*** RECORD EXTRACTS Section Begins ***

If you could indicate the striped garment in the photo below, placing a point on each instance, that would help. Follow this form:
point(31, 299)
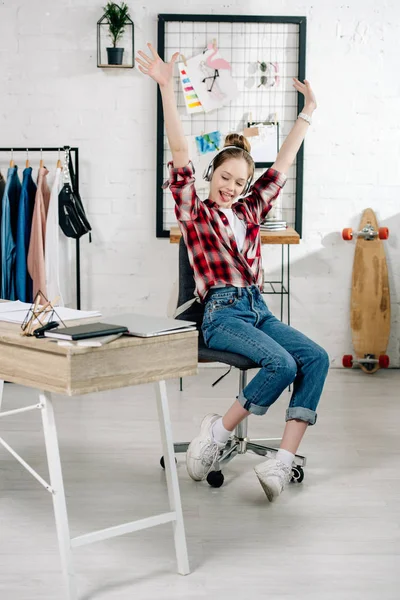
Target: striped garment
point(211, 244)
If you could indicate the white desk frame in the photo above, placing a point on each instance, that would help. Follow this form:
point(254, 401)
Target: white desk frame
point(56, 487)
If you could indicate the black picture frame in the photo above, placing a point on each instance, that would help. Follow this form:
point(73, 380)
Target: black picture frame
point(301, 21)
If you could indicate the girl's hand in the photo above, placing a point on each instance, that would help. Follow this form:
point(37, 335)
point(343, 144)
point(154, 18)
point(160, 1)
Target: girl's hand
point(305, 89)
point(156, 68)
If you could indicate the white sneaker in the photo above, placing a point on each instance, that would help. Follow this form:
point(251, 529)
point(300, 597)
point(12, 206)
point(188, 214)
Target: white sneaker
point(203, 451)
point(273, 475)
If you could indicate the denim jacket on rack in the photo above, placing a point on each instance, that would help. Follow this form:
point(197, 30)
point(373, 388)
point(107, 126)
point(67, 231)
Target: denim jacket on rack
point(23, 281)
point(9, 217)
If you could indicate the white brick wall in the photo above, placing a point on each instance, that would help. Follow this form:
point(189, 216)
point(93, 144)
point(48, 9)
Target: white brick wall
point(52, 93)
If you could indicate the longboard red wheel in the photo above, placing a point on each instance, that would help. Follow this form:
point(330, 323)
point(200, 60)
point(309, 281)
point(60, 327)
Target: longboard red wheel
point(383, 233)
point(347, 361)
point(384, 361)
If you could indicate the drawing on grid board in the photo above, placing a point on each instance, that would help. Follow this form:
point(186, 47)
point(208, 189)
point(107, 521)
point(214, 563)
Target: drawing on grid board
point(215, 87)
point(192, 102)
point(264, 138)
point(209, 142)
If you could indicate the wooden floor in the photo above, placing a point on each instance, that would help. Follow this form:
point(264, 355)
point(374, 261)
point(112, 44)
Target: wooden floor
point(336, 536)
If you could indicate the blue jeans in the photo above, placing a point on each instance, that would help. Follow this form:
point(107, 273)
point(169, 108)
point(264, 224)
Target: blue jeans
point(238, 320)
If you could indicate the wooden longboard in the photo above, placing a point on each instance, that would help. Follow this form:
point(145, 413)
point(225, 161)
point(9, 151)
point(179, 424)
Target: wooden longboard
point(370, 296)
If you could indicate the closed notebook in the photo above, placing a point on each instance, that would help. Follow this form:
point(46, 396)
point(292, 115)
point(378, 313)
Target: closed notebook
point(82, 332)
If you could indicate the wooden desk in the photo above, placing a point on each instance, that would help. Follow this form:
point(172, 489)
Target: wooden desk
point(48, 367)
point(286, 236)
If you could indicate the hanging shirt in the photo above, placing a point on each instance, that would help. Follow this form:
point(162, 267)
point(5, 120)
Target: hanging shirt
point(238, 227)
point(2, 188)
point(9, 217)
point(36, 264)
point(23, 281)
point(212, 247)
point(52, 249)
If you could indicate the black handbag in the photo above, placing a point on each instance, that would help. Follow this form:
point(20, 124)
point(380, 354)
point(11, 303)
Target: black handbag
point(71, 214)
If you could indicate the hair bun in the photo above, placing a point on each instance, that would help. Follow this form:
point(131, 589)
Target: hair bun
point(236, 139)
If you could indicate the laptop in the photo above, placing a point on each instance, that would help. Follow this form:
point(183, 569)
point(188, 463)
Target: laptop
point(148, 326)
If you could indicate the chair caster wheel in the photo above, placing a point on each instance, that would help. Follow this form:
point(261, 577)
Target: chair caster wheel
point(215, 478)
point(297, 474)
point(162, 462)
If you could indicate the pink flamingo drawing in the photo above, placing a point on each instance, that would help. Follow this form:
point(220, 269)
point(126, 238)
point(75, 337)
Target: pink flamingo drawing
point(215, 63)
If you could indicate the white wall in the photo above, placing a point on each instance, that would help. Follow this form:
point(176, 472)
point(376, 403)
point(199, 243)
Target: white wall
point(52, 93)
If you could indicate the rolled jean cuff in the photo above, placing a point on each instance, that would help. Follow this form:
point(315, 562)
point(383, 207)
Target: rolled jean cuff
point(254, 409)
point(301, 414)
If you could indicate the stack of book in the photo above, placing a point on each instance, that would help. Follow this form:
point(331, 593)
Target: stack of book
point(273, 225)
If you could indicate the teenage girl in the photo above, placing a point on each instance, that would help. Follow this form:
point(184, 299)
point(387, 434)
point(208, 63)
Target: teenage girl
point(222, 235)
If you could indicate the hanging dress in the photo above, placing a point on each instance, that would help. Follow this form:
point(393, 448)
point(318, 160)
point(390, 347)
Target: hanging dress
point(36, 264)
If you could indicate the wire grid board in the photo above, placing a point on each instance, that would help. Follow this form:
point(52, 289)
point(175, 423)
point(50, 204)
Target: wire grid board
point(244, 45)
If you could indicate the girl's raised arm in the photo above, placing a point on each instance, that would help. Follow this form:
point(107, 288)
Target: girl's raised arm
point(291, 145)
point(162, 73)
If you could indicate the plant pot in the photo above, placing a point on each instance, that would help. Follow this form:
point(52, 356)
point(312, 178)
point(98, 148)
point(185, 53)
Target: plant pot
point(115, 56)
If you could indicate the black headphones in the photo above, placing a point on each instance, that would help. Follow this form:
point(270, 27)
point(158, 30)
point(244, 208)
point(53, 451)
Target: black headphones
point(208, 172)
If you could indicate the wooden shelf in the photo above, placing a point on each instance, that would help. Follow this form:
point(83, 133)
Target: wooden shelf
point(285, 236)
point(116, 66)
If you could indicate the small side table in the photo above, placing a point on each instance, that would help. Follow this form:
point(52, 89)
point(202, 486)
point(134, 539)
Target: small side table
point(285, 237)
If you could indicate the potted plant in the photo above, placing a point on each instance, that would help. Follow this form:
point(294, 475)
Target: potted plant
point(116, 16)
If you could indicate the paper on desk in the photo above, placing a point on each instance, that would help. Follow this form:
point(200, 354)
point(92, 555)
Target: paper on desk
point(17, 311)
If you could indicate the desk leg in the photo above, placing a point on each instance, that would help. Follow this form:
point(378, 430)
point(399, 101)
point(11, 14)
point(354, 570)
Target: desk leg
point(59, 503)
point(172, 477)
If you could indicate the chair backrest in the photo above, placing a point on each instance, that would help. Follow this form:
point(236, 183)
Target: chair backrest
point(187, 288)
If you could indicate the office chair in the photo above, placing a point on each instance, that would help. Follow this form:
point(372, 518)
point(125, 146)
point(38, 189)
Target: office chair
point(239, 443)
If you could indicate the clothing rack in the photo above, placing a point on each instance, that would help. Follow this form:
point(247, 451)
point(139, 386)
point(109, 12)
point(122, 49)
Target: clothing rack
point(75, 158)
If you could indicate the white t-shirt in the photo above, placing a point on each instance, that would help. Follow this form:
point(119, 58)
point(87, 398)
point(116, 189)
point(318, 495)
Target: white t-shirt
point(237, 225)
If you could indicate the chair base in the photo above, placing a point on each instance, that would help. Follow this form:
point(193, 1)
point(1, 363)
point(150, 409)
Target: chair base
point(262, 447)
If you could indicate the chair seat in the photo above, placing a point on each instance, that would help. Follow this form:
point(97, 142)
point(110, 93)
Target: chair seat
point(228, 358)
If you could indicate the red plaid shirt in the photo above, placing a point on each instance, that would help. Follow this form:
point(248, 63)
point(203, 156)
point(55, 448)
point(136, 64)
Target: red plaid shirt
point(211, 244)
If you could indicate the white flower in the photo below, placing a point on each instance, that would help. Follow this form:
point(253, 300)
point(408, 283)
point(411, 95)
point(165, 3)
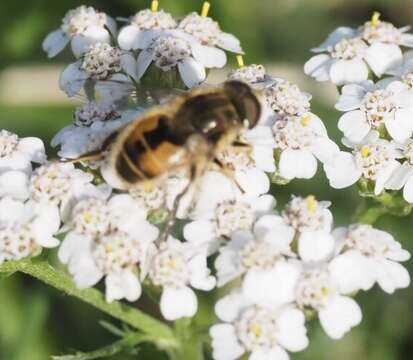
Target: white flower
point(376, 106)
point(300, 141)
point(25, 228)
point(60, 184)
point(208, 32)
point(263, 333)
point(385, 40)
point(402, 177)
point(103, 242)
point(94, 122)
point(312, 222)
point(18, 153)
point(369, 255)
point(81, 27)
point(132, 36)
point(178, 267)
point(230, 215)
point(254, 75)
point(174, 49)
point(317, 289)
point(100, 62)
point(375, 161)
point(260, 257)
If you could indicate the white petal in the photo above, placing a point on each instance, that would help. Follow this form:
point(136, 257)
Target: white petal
point(391, 276)
point(382, 57)
point(348, 71)
point(122, 285)
point(144, 60)
point(14, 184)
point(55, 42)
point(72, 79)
point(401, 127)
point(292, 334)
point(130, 37)
point(339, 316)
point(299, 164)
point(342, 171)
point(94, 34)
point(209, 56)
point(229, 42)
point(318, 67)
point(315, 245)
point(253, 181)
point(178, 303)
point(408, 190)
point(354, 125)
point(225, 343)
point(192, 72)
point(271, 287)
point(351, 272)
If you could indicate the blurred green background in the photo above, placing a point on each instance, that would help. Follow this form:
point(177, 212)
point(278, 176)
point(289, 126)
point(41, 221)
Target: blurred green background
point(36, 321)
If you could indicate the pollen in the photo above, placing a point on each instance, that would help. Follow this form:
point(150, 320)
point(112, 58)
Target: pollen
point(205, 8)
point(240, 61)
point(375, 18)
point(365, 151)
point(311, 204)
point(155, 5)
point(305, 120)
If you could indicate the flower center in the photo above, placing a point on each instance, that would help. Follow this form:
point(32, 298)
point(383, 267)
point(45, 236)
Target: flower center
point(17, 242)
point(153, 20)
point(250, 74)
point(306, 214)
point(259, 254)
point(314, 289)
point(50, 183)
point(373, 158)
point(91, 216)
point(8, 143)
point(169, 267)
point(378, 106)
point(364, 239)
point(349, 49)
point(101, 61)
point(286, 98)
point(203, 28)
point(115, 252)
point(169, 50)
point(257, 328)
point(92, 111)
point(77, 21)
point(293, 132)
point(381, 31)
point(231, 216)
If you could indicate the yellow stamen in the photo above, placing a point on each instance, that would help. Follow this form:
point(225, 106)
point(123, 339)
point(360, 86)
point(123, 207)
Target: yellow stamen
point(375, 18)
point(155, 5)
point(311, 204)
point(305, 120)
point(205, 8)
point(365, 151)
point(240, 61)
point(256, 330)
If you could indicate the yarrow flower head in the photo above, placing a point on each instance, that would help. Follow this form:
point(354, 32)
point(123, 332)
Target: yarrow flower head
point(261, 332)
point(99, 62)
point(81, 27)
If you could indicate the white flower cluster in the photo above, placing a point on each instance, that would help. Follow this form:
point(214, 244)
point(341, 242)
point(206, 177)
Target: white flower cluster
point(376, 123)
point(290, 265)
point(300, 136)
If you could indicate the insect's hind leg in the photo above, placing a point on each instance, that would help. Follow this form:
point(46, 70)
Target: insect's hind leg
point(172, 214)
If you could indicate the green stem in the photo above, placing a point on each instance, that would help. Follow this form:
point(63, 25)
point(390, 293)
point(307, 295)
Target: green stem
point(58, 279)
point(127, 343)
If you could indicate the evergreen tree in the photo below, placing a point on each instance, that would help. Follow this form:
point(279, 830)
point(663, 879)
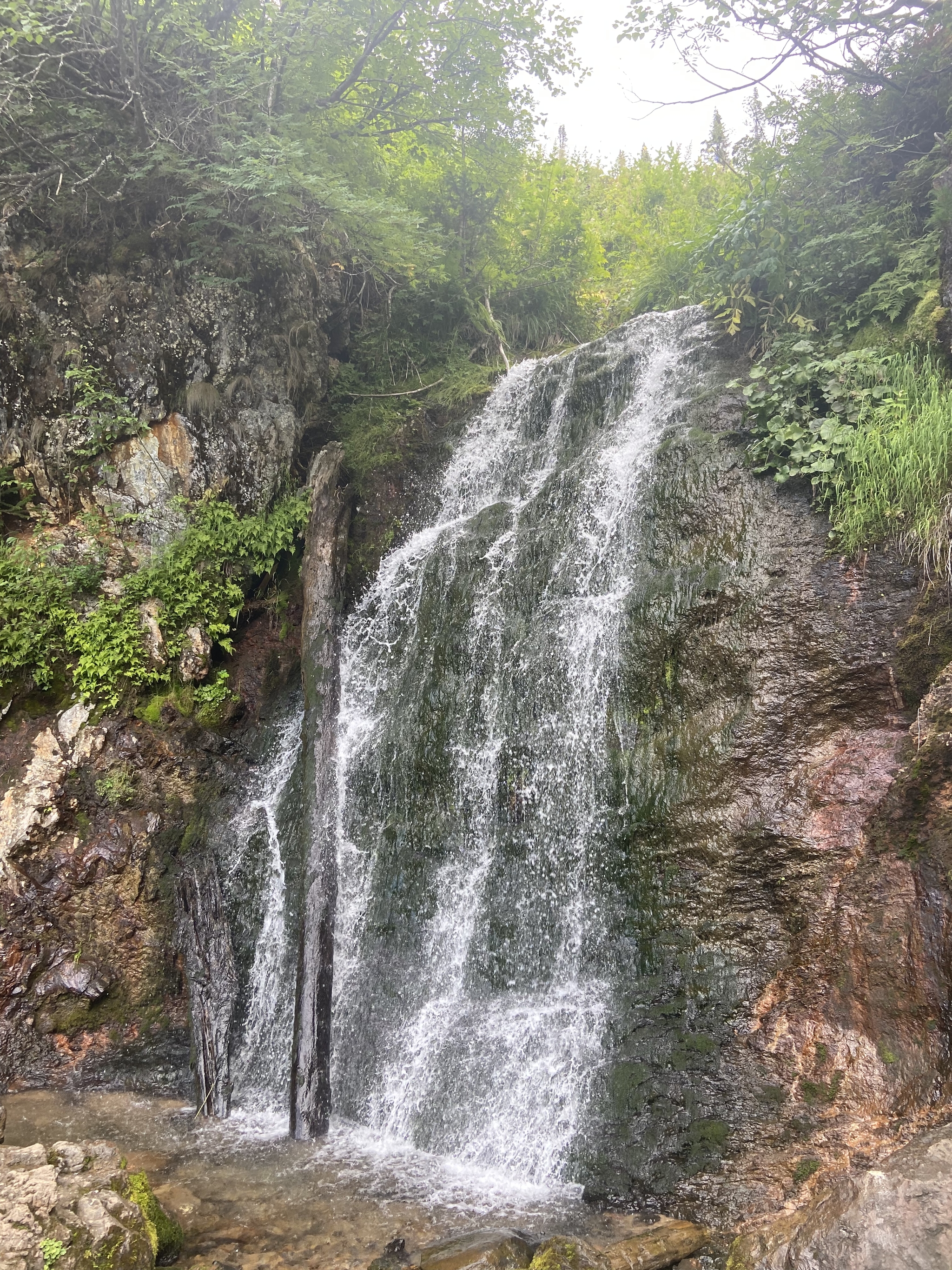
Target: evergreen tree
point(718, 145)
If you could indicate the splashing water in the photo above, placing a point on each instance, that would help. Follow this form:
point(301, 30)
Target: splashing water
point(262, 830)
point(474, 968)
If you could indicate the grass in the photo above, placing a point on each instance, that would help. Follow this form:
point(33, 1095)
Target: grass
point(897, 477)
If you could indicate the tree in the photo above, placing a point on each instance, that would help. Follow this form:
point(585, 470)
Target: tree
point(860, 39)
point(718, 145)
point(186, 112)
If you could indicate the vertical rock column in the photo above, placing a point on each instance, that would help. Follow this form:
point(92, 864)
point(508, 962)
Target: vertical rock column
point(212, 979)
point(323, 576)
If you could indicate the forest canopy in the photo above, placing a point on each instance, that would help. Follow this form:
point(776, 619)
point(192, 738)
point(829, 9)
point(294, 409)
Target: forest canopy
point(399, 143)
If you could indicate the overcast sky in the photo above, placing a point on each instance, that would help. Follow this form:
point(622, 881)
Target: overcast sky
point(603, 115)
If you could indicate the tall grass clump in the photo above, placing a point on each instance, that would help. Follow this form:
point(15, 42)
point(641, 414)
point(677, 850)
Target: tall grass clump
point(897, 478)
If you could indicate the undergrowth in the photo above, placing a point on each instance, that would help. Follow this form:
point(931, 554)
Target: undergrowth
point(873, 431)
point(56, 623)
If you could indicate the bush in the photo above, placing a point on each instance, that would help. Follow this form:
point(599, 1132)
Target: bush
point(54, 619)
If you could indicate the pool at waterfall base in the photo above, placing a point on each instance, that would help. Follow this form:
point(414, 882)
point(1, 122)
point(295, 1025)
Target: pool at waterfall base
point(251, 1198)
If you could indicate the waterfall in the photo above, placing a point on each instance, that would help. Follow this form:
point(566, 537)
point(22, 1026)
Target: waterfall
point(479, 791)
point(261, 838)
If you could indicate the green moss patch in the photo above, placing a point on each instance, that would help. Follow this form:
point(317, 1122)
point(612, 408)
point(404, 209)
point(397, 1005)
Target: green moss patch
point(165, 1235)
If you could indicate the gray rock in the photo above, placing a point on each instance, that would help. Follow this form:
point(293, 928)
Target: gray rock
point(493, 1250)
point(69, 1199)
point(658, 1246)
point(898, 1216)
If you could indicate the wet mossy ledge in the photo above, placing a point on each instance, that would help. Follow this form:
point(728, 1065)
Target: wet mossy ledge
point(78, 1207)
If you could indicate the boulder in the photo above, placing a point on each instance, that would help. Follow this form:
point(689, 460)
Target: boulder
point(489, 1250)
point(661, 1245)
point(899, 1215)
point(563, 1253)
point(74, 1206)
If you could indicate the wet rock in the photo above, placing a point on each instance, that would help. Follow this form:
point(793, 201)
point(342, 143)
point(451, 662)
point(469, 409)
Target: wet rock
point(487, 1250)
point(658, 1246)
point(66, 1207)
point(899, 1215)
point(31, 803)
point(72, 720)
point(75, 977)
point(565, 1254)
point(195, 659)
point(155, 643)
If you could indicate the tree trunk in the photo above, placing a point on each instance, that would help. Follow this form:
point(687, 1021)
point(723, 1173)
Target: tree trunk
point(323, 576)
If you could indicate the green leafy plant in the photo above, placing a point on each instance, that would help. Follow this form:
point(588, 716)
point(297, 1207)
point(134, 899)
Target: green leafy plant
point(53, 1251)
point(105, 411)
point(895, 478)
point(117, 786)
point(54, 620)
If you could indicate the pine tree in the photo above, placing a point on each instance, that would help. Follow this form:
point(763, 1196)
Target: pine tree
point(718, 145)
point(758, 119)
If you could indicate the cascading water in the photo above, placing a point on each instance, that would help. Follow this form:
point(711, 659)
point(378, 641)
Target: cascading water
point(478, 949)
point(261, 838)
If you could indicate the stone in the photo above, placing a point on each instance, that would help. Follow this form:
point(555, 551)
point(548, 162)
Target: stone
point(69, 1198)
point(658, 1246)
point(72, 720)
point(897, 1216)
point(195, 659)
point(562, 1253)
point(31, 803)
point(493, 1250)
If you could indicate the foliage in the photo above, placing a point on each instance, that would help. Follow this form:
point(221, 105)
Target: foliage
point(117, 786)
point(53, 1251)
point(895, 479)
point(805, 1169)
point(164, 1232)
point(860, 37)
point(805, 407)
point(53, 616)
point(103, 411)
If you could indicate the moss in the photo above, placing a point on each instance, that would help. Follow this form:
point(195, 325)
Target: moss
point(53, 1250)
point(117, 786)
point(804, 1170)
point(165, 1235)
point(815, 1091)
point(558, 1255)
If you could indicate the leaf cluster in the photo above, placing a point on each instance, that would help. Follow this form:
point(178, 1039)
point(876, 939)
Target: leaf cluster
point(55, 621)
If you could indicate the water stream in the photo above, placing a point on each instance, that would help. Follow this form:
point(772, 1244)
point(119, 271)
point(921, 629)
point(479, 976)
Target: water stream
point(476, 962)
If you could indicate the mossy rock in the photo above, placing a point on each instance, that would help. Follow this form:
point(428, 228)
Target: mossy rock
point(165, 1235)
point(563, 1254)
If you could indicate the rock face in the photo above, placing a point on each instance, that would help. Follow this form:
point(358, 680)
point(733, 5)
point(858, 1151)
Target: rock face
point(98, 824)
point(899, 1215)
point(323, 577)
point(65, 1206)
point(795, 958)
point(216, 376)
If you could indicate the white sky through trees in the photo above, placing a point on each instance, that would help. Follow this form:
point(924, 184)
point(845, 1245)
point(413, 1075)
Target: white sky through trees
point(603, 116)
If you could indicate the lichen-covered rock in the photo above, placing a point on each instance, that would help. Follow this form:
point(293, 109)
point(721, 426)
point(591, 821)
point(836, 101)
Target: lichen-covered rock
point(65, 1206)
point(216, 379)
point(562, 1253)
point(658, 1246)
point(897, 1216)
point(479, 1250)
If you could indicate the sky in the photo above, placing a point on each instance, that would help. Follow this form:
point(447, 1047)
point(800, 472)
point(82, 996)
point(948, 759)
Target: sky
point(603, 115)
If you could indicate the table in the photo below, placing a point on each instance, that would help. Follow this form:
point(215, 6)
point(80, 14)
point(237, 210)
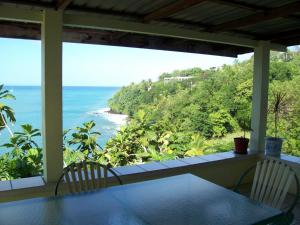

*** RECORD EXTRACTS Section Ends ***

Copy exactly, and copy nothing else: the lines from the start of the data above through the line that holds "point(73, 380)". The pictures stay out.

If you could indicate the striped garment in the photo below, placing a point on each instance, that would help. Follow this form:
point(31, 299)
Target: striped garment
point(211, 244)
If you could indicate the white desk frame in the photo above, placing a point on each instance, that would help. Follow this form:
point(254, 401)
Target: white desk frame
point(56, 487)
If you could indicate the black picture frame in the photo above, placing a point on each instance, that would help. Follow this form:
point(73, 380)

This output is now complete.